_Exercise description_
Check every line below for the word "rock" and show those that hold it.

______

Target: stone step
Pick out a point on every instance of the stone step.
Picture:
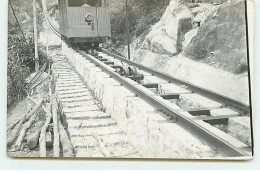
(70, 88)
(73, 95)
(89, 152)
(84, 142)
(87, 115)
(91, 123)
(70, 84)
(70, 92)
(78, 104)
(93, 107)
(77, 99)
(101, 131)
(68, 80)
(116, 139)
(124, 150)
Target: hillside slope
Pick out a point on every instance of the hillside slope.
(201, 43)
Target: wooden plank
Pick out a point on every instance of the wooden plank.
(169, 96)
(135, 78)
(151, 85)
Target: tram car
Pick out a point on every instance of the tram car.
(84, 21)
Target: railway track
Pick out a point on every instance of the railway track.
(193, 119)
(93, 133)
(213, 108)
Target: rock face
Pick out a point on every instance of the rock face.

______

_Exercise output_
Target: rock face
Pick out a point on every instance of the rock face.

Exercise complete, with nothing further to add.